**Task details:**
Every line below should be duplicated exactly.

*** Opening Supplied data ***

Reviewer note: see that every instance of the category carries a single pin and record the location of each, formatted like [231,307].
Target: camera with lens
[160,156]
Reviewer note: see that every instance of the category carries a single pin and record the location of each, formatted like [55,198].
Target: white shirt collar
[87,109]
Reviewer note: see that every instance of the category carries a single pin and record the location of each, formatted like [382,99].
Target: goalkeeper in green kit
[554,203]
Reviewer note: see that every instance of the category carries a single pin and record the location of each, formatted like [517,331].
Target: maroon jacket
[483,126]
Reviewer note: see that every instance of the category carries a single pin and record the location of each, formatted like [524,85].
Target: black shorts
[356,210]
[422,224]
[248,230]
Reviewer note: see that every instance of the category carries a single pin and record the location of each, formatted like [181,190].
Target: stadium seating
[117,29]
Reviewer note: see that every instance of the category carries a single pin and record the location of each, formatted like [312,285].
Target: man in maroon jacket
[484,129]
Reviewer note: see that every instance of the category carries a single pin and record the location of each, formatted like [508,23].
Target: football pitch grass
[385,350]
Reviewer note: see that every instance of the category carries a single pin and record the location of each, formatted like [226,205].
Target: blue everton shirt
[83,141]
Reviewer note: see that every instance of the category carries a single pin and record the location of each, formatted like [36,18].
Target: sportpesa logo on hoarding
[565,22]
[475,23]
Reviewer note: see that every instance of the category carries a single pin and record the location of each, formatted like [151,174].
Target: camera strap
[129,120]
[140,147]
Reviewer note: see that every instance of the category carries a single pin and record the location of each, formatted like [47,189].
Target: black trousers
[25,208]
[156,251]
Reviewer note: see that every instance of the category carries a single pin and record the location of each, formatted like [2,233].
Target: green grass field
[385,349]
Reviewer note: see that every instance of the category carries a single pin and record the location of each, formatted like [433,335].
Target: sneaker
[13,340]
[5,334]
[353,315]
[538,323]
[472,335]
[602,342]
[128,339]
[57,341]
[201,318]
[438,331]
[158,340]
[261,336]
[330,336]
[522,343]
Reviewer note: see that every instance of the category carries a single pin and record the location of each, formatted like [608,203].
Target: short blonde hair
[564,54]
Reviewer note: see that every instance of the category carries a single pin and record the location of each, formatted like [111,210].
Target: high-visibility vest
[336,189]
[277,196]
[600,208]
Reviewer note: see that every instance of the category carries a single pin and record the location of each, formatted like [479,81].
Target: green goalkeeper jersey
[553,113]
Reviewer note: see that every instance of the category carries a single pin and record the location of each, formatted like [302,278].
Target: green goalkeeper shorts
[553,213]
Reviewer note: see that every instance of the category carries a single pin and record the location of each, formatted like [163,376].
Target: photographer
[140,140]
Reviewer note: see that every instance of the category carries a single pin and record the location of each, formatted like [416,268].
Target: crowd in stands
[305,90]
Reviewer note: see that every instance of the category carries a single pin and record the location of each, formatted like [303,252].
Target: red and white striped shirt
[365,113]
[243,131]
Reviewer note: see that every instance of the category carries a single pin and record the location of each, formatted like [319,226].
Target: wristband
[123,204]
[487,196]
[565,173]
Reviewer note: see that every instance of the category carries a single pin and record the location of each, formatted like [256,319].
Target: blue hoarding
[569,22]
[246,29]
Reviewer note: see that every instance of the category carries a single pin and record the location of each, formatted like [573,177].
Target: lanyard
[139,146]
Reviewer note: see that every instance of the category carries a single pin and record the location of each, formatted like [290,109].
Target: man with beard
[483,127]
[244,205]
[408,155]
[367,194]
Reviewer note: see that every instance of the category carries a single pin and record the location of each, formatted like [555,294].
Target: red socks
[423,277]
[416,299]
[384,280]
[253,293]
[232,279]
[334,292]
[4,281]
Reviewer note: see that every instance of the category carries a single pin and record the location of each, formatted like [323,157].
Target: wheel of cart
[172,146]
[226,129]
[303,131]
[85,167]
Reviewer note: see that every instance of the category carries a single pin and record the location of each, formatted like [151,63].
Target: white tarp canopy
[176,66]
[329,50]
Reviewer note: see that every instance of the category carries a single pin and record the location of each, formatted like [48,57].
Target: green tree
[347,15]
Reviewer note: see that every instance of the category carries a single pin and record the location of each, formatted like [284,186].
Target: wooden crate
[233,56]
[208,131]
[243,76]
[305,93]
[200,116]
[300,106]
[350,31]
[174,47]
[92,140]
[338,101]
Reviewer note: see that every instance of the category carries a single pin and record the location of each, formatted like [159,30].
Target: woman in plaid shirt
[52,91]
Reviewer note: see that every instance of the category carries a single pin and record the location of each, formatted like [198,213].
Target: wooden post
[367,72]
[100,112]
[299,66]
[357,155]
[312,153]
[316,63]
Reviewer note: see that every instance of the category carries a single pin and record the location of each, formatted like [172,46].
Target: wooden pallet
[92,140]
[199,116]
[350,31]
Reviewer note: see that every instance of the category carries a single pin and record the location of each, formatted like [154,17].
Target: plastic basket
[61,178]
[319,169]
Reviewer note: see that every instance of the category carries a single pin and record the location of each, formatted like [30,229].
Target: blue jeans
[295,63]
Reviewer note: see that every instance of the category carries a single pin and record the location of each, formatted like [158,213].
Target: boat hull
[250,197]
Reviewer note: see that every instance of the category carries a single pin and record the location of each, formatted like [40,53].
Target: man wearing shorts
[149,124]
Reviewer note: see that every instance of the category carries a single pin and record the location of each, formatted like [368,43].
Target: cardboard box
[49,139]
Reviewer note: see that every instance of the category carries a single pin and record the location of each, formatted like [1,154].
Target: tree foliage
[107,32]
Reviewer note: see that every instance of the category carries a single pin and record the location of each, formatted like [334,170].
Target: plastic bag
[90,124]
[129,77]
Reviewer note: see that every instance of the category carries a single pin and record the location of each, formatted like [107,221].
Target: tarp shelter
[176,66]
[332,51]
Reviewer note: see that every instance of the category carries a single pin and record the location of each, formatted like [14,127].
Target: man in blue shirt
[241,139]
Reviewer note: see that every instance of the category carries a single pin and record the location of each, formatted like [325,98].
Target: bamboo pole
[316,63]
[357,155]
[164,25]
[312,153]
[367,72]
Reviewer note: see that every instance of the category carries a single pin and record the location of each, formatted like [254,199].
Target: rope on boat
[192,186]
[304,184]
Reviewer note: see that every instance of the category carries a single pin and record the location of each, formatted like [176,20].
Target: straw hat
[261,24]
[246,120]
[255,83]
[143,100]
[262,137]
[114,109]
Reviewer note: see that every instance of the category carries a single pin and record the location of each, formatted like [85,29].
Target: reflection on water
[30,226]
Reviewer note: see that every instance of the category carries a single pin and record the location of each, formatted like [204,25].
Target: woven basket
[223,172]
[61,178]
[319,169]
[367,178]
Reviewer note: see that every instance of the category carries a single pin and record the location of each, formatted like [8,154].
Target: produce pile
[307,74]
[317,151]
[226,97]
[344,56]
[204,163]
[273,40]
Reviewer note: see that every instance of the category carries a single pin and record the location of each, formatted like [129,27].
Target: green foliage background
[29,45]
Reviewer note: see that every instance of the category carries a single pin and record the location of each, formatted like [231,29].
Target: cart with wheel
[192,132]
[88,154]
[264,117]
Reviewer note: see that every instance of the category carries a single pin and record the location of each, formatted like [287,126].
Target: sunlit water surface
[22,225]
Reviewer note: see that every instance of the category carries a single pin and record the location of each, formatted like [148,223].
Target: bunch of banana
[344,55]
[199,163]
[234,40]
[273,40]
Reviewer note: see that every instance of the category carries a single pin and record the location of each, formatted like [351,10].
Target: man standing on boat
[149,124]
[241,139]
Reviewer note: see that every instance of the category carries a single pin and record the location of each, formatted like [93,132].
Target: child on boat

*** Closing Supplied data ***

**Task answer:**
Reviewer note: see that every instance of the category carries a single pin and record the location of each, formatted like [231,307].
Target: camera with lens
[160,156]
Reviewer note: see that every instance of the category carries a single pin and record the location of each, formatted like [55,198].
Target: white shirt collar
[87,109]
Reviewer note: see that every instance of the category carries a single pin and record the location of each, formatted like [382,99].
Target: goalkeeper in green kit
[554,203]
Reviewer note: see that every instance of the category carries a single pin and record the location of each, formatted like [517,331].
Target: maroon jacket
[483,126]
Reviewer note: see that every instance of the category carries a single pin and record the location of each, formatted like [524,85].
Target: black shorts
[356,210]
[422,224]
[248,230]
Reviewer note: see that every instance of the category carries a single pin and record the location of each, formatted like [181,190].
Target: stadium seating
[117,29]
Reviewer note: see that every instance of the category carries a single pin and record the location of each, formatted like [312,285].
Target: man in maroon jacket
[484,129]
Reviewer note: see that every instance of the category carries a single pin and record the location of each, formatted like [508,23].
Target: football pitch grass
[385,350]
Reviewer note: see that every instance of the category carries a single pin and record the location of each, formatted like [226,205].
Target: blue everton shirt
[83,141]
Reviewer note: see that every instance of the category carries a single pin and record the location of each, formatted like [36,18].
Target: sportpesa logo on hoarding
[565,22]
[475,23]
Reviewer note: see that every instance of the category carries a single pin and record the location of each, formatted like [151,174].
Target: camera strap
[129,120]
[140,147]
Reviewer note: see that every instance of the category carries a single pin and record the location of each, formatted like [47,189].
Target: black trousers
[25,208]
[156,251]
Reviewer note: see that every instance of the category carries a single pin and record the location of each, formatted like [2,233].
Target: green grass field
[385,349]
Reviewer note: see that every instance of the category carries a single pin and record the location of each, formatted like [433,335].
Target: sneaker
[13,340]
[5,334]
[353,315]
[538,323]
[472,335]
[602,342]
[128,339]
[57,341]
[201,318]
[438,331]
[158,340]
[261,336]
[330,336]
[522,343]
Reviewer note: see that every instance of the category carries a single pin and record the location of each, formatted like [608,203].
Target: short blonde hair
[564,54]
Reviewer note: see that every instance of the category carries a single pin and record the location of each, formatted like [111,210].
Target: high-visibility vest
[336,189]
[277,196]
[600,208]
Reviewer note: see that every instance of the category carries a single pin and record the location of each, formatted like [479,81].
Target: green goalkeeper jersey
[553,113]
Reviewer note: see that every instance of the category carries a single pin and record the location of each, formatted like [302,278].
Target: green goalkeeper shorts
[553,213]
Reviewer note: see that every instance of the category carries a single pin and record the location of each, formatted like [163,376].
Target: photographer
[140,140]
Reviewer note: see that every instance of the category carries a single pin and record the location of each, formatted like [416,268].
Target: crowd in stands
[305,90]
Reviewer note: see that every instance of the category carries a single pin and record the location of each, formatted like [303,252].
Target: red and white striped shirt
[365,113]
[243,131]
Reviewer note: see that every instance of the category carries a single pin and record the location of each, formatted like [319,226].
Target: wristband
[123,204]
[487,196]
[565,173]
Reviewer note: see that every instance of the category carries a single pin and record the location of each, formatted like [256,319].
Target: blue hoarding
[569,22]
[246,29]
Reviewer note: see that every instance of the category carries a single pin and record the location of each, formatted like [573,177].
Target: lanyard
[139,146]
Reviewer note: see that every instance of the category carries a single pin and record the location of each, formatted like [290,109].
Target: man with beard
[483,127]
[244,205]
[408,155]
[367,194]
Reviewer note: see that every instance of the category carries a single pin and record the location of each, formatted like [555,294].
Target: red socks
[423,277]
[416,299]
[384,280]
[253,293]
[232,279]
[334,292]
[4,281]
Reviewer note: see that every instance of the category carries a single pin and record the location of each, formatted like [323,157].
Target: wheel of cart
[172,146]
[226,129]
[303,131]
[85,167]
Reviewer note: see that every instance of the category carries a single pin and record the location of each, formatted like [151,63].
Target: white tarp canopy
[176,66]
[329,50]
Reviewer note: see that every instance of the category carries a single pin and record the location of each, formatted like [48,57].
Target: green tree
[347,15]
Reviewer note: see that every instance of the category carries a single pin and record the location of each, formatted like [284,186].
Target: wooden crate
[233,56]
[208,131]
[243,76]
[305,93]
[200,116]
[300,106]
[350,31]
[174,47]
[92,140]
[338,101]
Reviewer note: see that every instance of the category carries a single pin and record the location of each, formatted like [159,30].
Target: woman in plaid shirt
[52,91]
Reviewer note: see that every instance of the category carries a single pin and record the location of each, formatted like [198,213].
Target: wooden post
[367,72]
[100,112]
[299,66]
[357,155]
[312,153]
[316,63]
Reviewer note: see that every instance of the category carries a single pin and record the location of each, formatted like [172,46].
Target: wooden pallet
[92,140]
[199,116]
[350,31]
Reviewer note: see that every instance of the category carries a single pin and record the location of each, formatted like [154,17].
Target: plastic basket
[61,178]
[319,169]
Reviewer note: see that every instance of the category carries a single pin and record the location of each, formatted like [30,229].
Target: blue jeans
[295,63]
Reviewer note: see that every instance of the category carries a single pin and record the location of each, formatted like [158,213].
Target: boat hull
[250,197]
Reviewer note: see that every instance of the category carries a single pin and record the location of each, formatted like [40,53].
Target: man wearing shorts
[149,124]
Reviewer note: see that every instance of the category carries a single pin and record the location of each, formatted like [368,43].
Target: cardboard box
[49,139]
Reviewer note: see that every instance of the category carries a single pin and record the location of each, formatted like [1,154].
Target: tree foliage
[107,32]
Reviewer note: see that every instance of the category carries a single pin and record the location of each, formatted like [334,170].
Target: plastic bag
[90,124]
[129,77]
Reviewer note: see that every instance of the category carries a single pin and record the location of each, formatted like [107,221].
Target: tarp shelter
[176,66]
[332,51]
Reviewer note: see that every instance of the category carries a single pin and record the location of each, formatted like [14,127].
Target: man in blue shirt
[241,139]
Reviewer note: see that every instance of the category carries a single pin and record the location of each, formatted like [325,98].
Target: bamboo pole
[316,63]
[357,155]
[164,25]
[312,153]
[367,72]
Reviewer note: see that every instance of the category carries a single pin and record the location of each, formatted like [254,199].
Target: rope on boat
[192,186]
[304,184]
Reviewer note: see that every instance of the category carries a single pin and record the location of each, formatted like [176,20].
Target: straw hat
[261,24]
[246,120]
[255,83]
[143,100]
[262,137]
[114,109]
Reviewer note: see that every instance of the category carries a single pin and record the location of each, formatted like [85,29].
Target: reflection on water
[30,226]
Reviewer note: see that every instance of the category carries a single pin and record the location of each, formatted like [204,25].
Target: woven basket
[223,172]
[61,178]
[319,169]
[367,178]
Reviewer note: see that every instance of the category carries a single pin and record the location of each, formatted like [8,154].
Target: produce pile
[307,74]
[317,151]
[226,97]
[344,56]
[204,163]
[273,40]
Reviewer note: see that every instance of the category carries a single pin and record the location of each, formatted like [129,27].
Target: green foliage background
[29,45]
Reviewer note: see that every instance of the category carries a single pin and record the location of each, formatted like [231,29].
Target: cart with wheel
[192,132]
[88,154]
[264,117]
Reviewer note: see that every instance of the category carries a single pin and record the location of each, formatted like [287,126].
Target: sunlit water surface
[22,225]
Reviewer note: see that every instance of the category carries a single pin and record the location of each, formatted like [148,223].
Target: bunch of banana
[344,55]
[199,163]
[234,40]
[273,40]
Reviewer note: see that every instance of the category carries a single pin and record the location of each, formatted like [351,10].
Target: man standing on boat
[149,124]
[241,139]
Reviewer note: see that every instance of the category carries a single pin and record the location of each, formatted like [93,132].
Target: child on boat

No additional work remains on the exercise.